→ **Required work**: Lines in which "green" appears should be pulled from the data below.

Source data
▼

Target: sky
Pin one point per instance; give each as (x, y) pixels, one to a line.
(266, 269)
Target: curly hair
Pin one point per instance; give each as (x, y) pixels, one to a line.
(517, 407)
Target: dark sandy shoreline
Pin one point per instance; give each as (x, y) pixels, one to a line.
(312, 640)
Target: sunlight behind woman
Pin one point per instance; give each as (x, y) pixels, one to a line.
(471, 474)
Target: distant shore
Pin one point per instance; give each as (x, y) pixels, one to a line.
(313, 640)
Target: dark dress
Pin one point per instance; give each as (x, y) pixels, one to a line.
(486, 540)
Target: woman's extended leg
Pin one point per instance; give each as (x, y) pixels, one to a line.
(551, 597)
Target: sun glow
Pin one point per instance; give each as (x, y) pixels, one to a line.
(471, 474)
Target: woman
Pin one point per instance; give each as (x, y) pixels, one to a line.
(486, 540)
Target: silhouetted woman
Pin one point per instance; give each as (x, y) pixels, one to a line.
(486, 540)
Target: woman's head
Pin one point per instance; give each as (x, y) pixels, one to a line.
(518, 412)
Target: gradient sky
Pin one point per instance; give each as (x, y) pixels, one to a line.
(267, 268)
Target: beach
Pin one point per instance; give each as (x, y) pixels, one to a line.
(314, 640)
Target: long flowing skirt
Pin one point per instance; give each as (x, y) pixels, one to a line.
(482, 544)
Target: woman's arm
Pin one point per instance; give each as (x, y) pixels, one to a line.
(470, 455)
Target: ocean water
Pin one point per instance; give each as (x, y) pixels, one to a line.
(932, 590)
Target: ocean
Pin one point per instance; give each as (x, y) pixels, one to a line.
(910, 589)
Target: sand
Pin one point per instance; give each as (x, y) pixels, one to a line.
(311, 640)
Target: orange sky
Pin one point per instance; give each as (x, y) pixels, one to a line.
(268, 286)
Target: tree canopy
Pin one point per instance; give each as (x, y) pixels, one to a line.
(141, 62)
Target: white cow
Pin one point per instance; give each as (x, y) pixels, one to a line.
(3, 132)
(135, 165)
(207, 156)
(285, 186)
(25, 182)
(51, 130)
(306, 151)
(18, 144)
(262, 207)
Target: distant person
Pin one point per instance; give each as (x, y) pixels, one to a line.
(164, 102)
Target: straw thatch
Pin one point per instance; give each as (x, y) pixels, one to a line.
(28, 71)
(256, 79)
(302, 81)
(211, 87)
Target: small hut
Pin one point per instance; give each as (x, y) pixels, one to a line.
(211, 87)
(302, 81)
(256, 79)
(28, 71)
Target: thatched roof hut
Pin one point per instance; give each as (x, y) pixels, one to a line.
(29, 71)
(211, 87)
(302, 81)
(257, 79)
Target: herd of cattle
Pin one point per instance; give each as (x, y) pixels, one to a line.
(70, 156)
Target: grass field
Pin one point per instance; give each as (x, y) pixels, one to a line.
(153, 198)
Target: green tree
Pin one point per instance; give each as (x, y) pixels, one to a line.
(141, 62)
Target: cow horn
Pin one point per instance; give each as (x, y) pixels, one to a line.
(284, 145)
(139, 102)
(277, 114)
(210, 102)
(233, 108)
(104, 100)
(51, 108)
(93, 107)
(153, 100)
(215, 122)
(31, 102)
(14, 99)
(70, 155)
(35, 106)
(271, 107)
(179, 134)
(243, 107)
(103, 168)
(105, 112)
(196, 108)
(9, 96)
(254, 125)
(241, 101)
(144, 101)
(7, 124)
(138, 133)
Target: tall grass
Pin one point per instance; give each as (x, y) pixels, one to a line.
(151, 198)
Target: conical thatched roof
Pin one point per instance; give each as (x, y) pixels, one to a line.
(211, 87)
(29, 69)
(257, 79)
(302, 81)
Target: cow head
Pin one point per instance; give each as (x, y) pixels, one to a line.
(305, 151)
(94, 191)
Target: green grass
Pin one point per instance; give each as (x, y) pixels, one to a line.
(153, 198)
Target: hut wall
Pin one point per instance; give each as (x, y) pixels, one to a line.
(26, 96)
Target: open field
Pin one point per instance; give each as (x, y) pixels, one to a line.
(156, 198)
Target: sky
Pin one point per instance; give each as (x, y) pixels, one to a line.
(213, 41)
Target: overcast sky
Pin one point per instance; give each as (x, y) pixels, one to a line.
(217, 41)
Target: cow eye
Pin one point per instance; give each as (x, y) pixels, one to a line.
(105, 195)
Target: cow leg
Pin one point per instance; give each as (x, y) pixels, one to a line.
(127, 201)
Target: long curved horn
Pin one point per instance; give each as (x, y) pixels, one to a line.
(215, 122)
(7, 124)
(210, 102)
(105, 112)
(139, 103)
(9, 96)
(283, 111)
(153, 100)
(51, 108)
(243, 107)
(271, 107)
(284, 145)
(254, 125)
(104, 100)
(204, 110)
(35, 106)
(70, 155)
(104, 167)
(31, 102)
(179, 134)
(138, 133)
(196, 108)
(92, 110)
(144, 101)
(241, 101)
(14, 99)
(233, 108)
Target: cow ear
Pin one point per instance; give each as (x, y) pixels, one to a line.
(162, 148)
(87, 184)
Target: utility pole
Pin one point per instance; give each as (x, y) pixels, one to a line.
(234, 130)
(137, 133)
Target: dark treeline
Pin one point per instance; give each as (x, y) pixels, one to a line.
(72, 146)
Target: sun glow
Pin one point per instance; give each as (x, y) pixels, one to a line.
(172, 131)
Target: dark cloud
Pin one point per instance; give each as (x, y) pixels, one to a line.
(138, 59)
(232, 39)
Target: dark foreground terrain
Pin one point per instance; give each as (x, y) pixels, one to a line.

▲

→ **Exercise response**:
Target: green tree
Target: green grass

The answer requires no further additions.